TASK MATERIAL:
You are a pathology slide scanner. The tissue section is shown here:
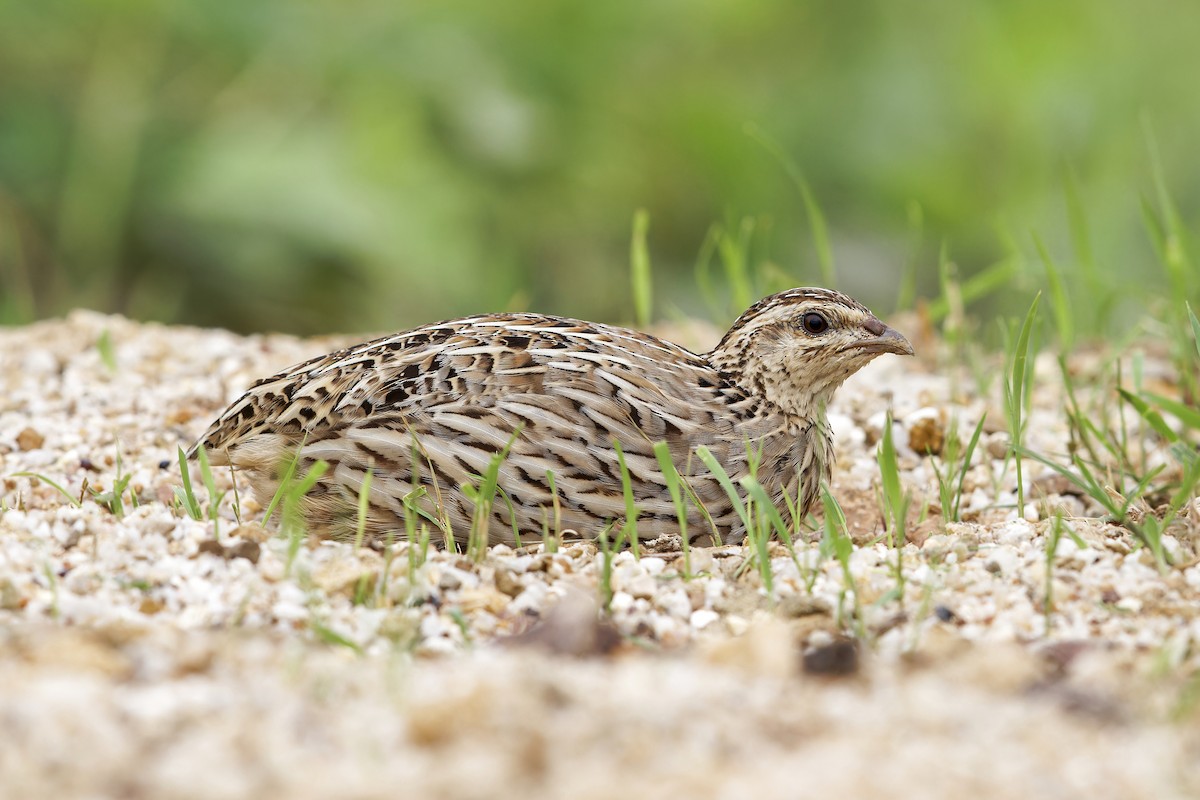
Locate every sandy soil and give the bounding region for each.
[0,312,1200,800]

--

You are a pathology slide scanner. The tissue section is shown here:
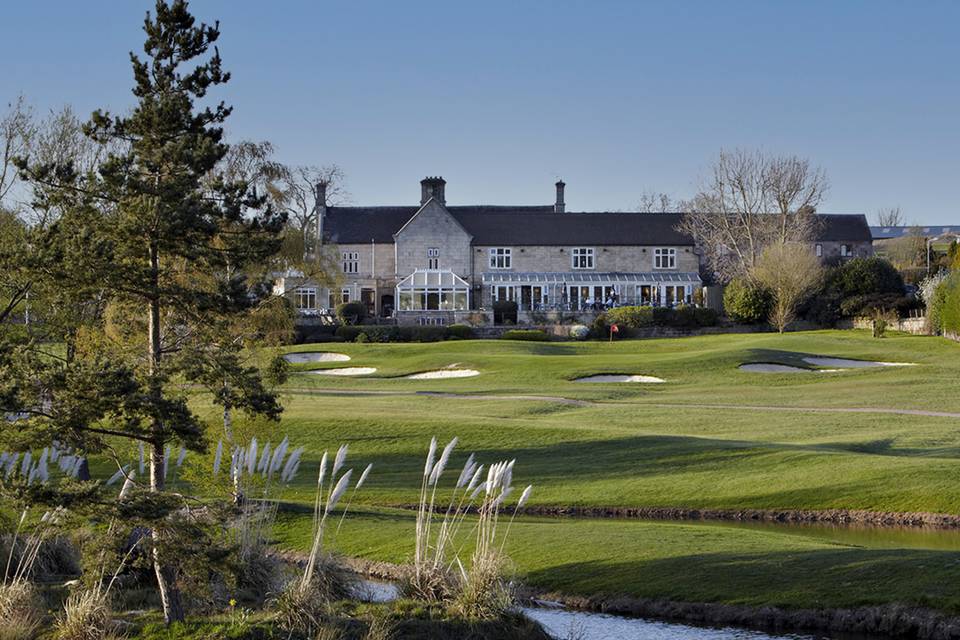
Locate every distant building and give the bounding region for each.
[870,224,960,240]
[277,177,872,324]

TASK BRIEF: Return each line of the material that contains the word "every".

ANSWER FOR THE TASK:
Locate every sandy soil and give the bounding region for each.
Locate every distant building and give the bounding region for each.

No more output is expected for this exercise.